> _YOUR ASSIGNMENT_
Exactly the lines from the one containing "of the undergrowth" to the final line below should be output, and no others.
*** SOURCE DATA Section Begins ***
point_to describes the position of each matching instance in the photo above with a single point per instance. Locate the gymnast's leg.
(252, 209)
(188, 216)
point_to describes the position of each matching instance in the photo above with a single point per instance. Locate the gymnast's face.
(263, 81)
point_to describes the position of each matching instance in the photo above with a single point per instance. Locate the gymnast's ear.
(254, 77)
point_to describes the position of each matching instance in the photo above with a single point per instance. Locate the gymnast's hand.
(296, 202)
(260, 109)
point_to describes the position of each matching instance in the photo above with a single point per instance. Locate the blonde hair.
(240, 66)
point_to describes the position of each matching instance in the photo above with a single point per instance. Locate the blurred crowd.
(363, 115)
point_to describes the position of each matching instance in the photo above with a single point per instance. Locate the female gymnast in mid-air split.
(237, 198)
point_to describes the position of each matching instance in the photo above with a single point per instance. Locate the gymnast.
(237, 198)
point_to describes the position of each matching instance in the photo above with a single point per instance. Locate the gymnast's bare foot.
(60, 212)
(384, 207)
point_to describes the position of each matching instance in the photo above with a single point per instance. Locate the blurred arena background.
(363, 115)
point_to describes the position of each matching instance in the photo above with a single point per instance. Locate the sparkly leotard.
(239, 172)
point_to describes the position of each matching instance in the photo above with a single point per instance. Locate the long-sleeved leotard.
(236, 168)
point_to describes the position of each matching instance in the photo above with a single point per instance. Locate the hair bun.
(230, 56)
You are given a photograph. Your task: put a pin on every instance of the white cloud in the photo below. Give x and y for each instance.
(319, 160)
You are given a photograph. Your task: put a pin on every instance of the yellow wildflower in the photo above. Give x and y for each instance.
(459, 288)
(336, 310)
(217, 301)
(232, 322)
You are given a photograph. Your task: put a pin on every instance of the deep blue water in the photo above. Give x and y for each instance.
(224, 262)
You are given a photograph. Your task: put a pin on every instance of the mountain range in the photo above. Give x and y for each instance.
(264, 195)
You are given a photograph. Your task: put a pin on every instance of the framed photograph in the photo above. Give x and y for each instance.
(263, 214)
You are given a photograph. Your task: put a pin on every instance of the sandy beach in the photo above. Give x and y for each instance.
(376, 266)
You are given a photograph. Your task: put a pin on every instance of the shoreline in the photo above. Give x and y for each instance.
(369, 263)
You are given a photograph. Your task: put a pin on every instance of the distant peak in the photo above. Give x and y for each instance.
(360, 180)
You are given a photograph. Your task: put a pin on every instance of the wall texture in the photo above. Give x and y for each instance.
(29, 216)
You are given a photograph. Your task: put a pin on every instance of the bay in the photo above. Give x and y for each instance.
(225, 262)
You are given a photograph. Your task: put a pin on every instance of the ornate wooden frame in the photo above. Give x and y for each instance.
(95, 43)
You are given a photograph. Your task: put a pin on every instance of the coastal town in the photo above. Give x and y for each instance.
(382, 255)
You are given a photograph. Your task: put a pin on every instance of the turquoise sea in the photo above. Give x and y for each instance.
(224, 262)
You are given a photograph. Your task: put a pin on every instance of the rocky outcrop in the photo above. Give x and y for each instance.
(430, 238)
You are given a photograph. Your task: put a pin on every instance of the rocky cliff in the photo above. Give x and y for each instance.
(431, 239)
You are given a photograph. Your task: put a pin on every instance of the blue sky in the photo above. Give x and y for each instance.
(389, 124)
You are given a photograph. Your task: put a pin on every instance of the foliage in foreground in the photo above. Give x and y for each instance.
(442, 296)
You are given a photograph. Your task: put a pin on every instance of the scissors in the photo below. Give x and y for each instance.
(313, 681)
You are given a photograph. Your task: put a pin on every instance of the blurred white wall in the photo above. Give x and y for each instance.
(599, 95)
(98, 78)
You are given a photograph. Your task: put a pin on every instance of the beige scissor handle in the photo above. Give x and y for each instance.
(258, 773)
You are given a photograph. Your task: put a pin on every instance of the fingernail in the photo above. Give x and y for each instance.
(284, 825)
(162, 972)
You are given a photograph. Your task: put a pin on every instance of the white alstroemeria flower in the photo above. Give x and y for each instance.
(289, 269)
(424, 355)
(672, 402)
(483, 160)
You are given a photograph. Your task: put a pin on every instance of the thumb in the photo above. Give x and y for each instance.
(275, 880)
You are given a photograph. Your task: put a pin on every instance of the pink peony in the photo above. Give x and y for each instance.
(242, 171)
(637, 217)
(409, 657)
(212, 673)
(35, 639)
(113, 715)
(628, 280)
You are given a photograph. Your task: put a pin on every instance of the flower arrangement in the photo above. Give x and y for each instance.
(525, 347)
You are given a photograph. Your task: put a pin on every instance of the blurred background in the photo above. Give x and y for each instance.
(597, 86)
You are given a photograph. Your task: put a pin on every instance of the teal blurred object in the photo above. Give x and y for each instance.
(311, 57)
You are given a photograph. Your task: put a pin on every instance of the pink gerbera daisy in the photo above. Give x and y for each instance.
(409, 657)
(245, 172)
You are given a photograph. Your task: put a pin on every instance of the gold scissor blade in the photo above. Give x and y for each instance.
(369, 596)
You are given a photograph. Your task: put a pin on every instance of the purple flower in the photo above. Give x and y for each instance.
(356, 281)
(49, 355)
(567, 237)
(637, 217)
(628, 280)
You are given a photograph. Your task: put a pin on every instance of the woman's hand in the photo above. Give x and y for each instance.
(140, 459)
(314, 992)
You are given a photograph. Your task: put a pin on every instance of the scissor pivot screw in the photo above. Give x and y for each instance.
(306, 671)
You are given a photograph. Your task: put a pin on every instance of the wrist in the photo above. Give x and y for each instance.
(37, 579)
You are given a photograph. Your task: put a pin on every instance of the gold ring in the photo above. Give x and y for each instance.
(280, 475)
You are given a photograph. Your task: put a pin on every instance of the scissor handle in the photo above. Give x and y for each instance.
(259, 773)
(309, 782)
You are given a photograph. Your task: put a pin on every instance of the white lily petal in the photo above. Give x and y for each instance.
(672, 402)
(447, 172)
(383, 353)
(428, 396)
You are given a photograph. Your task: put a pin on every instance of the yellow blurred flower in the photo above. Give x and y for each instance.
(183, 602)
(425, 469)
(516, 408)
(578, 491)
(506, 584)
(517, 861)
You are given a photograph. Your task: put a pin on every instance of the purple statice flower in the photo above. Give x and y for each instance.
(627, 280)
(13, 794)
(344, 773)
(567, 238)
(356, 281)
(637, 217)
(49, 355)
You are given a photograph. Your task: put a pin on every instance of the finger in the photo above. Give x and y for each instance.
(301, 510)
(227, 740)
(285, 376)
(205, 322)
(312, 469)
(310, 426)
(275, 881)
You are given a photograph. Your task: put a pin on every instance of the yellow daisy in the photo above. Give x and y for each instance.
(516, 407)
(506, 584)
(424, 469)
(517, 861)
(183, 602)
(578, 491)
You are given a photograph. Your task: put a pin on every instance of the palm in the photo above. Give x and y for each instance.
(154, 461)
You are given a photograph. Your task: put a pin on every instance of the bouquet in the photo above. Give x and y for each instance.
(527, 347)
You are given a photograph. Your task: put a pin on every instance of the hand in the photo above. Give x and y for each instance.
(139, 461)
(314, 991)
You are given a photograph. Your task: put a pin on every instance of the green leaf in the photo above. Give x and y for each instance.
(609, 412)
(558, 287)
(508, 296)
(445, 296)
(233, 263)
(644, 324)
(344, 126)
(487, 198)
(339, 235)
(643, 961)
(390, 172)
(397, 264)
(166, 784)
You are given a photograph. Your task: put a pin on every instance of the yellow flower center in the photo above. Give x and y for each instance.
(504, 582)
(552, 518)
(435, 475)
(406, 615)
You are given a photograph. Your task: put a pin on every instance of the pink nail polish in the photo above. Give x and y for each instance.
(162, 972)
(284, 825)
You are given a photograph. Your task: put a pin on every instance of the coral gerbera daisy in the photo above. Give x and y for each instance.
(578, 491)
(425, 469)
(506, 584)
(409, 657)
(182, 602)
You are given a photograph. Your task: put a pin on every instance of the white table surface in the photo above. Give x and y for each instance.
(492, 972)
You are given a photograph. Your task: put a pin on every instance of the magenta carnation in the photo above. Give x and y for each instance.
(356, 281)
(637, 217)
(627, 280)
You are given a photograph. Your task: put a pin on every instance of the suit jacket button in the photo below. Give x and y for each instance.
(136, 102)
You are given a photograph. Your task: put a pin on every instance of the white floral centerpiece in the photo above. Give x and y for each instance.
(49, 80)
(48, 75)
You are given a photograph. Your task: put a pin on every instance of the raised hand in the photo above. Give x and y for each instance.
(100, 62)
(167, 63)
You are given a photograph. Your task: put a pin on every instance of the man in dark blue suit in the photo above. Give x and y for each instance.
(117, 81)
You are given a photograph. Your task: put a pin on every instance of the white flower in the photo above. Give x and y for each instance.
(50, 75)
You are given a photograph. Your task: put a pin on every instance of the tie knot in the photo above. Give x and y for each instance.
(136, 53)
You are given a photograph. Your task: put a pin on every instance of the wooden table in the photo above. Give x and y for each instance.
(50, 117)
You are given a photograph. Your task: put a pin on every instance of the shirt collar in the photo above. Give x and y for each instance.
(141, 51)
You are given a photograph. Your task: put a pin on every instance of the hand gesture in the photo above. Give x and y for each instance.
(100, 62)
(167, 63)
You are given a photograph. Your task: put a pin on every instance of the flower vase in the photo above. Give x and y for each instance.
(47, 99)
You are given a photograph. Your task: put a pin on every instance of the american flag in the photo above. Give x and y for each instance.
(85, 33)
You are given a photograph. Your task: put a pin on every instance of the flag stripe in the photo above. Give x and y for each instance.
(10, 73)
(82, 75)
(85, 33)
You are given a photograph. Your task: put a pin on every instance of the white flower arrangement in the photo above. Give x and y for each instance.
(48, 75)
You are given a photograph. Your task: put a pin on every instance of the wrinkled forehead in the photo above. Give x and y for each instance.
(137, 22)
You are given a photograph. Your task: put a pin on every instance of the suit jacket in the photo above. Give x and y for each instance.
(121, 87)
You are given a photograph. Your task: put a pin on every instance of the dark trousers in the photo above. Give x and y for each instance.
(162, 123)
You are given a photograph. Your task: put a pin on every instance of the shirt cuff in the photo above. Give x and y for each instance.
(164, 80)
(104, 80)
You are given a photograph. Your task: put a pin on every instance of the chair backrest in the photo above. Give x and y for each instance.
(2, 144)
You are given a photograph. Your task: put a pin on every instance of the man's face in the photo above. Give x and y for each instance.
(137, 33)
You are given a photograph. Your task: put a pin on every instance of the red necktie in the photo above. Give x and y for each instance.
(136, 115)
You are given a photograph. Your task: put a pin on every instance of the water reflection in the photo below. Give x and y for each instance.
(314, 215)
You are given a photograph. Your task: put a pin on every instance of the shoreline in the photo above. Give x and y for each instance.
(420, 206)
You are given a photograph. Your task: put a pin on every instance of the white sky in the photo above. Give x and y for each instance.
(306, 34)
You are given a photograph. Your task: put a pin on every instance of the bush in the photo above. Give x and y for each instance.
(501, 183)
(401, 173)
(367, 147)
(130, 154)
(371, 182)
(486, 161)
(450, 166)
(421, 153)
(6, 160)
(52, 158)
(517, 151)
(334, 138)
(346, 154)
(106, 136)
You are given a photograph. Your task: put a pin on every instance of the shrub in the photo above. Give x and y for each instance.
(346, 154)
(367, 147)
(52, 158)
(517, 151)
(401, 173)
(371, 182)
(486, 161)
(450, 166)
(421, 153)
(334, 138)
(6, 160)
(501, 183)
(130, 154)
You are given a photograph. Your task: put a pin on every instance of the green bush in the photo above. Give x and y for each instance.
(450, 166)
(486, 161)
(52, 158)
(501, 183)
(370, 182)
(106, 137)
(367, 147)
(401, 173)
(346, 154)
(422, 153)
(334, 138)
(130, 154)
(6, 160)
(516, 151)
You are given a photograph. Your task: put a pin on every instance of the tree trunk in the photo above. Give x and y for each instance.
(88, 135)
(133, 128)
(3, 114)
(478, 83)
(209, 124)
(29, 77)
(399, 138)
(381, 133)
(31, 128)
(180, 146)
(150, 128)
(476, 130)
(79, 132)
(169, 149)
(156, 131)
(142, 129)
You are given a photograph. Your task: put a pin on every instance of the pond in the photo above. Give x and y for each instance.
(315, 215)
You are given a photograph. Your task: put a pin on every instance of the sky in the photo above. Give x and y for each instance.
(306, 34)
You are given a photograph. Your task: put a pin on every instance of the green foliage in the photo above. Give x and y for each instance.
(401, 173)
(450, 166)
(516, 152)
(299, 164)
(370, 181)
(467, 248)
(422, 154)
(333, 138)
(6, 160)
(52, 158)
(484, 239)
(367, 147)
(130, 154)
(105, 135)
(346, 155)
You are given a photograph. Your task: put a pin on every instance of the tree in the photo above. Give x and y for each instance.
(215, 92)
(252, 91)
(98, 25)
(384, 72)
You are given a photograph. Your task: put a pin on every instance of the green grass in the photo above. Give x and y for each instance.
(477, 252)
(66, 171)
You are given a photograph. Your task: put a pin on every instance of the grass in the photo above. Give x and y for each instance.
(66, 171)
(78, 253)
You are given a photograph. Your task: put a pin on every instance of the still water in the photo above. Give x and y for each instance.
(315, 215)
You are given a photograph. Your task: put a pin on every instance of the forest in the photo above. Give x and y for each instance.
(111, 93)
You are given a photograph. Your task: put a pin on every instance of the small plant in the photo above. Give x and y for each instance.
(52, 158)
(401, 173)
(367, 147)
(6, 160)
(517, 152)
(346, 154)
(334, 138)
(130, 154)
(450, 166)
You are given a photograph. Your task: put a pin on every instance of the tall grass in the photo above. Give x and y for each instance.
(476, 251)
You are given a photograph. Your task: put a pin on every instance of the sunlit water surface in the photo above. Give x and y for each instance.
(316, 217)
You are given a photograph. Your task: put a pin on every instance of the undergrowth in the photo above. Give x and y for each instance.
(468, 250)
*** SOURCE DATA Section Ends ***
> _YOUR SOLUTION_
You are given a photograph. Your task: put a pin on every instance of the undergrowth in the photo above. Give x and y for each instance.
(468, 250)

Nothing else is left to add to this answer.